→ **What you need to do**: Rewrite the listing from its first line through the line that contains "x=248, y=488", replacing "floating dock" with "floating pier" and leaving everything else unchanged.

→ **Data to process**:
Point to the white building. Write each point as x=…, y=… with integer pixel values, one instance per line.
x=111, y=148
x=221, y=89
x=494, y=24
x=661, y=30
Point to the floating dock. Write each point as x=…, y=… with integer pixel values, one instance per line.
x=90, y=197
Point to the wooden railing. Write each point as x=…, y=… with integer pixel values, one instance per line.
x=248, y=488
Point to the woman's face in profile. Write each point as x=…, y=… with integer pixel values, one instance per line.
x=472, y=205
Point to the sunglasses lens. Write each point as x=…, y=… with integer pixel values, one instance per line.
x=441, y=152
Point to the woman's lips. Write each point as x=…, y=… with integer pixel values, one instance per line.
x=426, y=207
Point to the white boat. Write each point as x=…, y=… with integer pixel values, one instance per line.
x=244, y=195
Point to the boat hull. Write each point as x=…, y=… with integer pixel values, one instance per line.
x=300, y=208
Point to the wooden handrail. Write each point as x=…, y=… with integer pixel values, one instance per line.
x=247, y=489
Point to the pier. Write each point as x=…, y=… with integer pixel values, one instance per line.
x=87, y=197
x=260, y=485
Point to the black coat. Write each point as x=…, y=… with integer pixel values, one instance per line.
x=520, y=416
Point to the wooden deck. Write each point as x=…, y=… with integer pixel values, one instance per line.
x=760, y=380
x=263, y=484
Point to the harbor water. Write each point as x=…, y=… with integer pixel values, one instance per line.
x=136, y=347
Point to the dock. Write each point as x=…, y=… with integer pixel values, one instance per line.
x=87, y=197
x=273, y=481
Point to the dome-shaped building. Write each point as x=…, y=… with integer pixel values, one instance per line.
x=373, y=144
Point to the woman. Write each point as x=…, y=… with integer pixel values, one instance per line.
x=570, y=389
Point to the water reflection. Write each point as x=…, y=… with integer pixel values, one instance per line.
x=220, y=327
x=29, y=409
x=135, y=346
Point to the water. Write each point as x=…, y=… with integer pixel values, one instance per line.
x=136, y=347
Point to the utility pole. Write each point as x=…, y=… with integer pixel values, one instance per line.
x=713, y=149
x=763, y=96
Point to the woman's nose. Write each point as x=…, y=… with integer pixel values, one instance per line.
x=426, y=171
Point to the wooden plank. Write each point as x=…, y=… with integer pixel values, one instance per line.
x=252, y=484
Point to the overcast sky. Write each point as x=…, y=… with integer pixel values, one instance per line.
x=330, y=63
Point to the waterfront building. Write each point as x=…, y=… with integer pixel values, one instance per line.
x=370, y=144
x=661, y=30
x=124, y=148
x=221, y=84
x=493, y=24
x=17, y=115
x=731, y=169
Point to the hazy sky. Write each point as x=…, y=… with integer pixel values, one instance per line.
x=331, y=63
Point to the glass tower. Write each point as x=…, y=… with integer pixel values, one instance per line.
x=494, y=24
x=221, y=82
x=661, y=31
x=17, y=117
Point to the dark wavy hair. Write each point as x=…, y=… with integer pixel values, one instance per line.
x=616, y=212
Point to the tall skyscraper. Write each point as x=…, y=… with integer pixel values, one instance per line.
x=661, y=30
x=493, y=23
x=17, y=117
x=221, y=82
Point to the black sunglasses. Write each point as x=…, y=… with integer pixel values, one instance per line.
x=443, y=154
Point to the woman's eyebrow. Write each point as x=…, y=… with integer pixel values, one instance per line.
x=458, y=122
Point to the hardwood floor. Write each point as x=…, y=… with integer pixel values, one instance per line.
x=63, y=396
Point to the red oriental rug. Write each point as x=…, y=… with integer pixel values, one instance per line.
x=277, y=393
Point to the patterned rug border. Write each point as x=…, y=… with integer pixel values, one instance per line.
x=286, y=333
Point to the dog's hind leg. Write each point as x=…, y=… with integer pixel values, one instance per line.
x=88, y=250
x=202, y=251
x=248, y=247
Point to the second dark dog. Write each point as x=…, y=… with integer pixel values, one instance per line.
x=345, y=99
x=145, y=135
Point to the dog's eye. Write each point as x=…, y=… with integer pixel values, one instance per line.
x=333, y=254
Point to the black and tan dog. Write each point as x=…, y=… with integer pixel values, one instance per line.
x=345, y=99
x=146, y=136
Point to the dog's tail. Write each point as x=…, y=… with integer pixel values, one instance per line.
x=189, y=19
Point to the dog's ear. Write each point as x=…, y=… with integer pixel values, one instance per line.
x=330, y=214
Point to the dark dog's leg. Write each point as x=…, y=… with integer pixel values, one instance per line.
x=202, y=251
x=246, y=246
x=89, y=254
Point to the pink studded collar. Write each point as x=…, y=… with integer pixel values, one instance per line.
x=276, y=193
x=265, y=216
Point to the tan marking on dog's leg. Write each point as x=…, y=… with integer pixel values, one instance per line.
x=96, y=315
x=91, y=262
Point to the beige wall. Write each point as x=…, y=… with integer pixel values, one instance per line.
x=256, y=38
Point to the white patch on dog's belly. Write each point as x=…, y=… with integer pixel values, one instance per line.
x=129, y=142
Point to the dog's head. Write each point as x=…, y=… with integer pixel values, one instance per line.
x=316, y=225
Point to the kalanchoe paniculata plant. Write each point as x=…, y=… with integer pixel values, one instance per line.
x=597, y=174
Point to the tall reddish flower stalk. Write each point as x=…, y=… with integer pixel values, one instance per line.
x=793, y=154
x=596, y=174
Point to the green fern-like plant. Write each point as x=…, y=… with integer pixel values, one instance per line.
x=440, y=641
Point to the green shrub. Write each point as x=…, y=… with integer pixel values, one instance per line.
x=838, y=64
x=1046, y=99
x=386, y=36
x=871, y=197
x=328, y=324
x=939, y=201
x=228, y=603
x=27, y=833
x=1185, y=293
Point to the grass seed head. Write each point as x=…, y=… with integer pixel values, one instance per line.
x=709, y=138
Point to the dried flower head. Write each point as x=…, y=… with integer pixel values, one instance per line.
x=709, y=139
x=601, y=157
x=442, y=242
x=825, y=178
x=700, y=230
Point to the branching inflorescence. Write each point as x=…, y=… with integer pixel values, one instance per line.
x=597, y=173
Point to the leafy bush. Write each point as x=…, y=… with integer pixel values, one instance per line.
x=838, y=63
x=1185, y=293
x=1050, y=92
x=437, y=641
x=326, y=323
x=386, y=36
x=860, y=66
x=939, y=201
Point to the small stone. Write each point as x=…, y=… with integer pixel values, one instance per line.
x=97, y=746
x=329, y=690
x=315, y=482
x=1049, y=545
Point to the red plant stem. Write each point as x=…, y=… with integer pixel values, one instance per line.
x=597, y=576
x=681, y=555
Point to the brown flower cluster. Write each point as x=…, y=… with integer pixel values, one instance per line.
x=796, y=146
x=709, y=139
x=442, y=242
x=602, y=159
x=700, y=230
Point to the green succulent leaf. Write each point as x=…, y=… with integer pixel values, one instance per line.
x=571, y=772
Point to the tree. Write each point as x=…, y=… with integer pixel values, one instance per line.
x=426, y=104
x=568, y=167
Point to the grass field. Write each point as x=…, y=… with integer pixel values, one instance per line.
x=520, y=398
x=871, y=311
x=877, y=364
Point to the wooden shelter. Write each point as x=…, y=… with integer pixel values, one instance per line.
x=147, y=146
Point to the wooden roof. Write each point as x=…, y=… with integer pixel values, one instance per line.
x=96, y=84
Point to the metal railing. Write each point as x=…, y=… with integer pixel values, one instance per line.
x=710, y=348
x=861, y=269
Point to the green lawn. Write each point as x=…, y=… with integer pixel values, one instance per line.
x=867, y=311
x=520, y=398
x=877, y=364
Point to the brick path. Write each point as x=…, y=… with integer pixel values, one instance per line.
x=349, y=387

→ **Exercise response**:
Point to the white building. Write each point as x=…, y=… with integer pixel values, one instance per line.
x=111, y=148
x=221, y=89
x=494, y=24
x=661, y=30
Point to the floating pier. Write each point as x=…, y=… with integer pixel values, one instance per line.
x=90, y=197
Point to the wooden railing. Write each point as x=…, y=… with integer pixel values, one instance per line.
x=248, y=488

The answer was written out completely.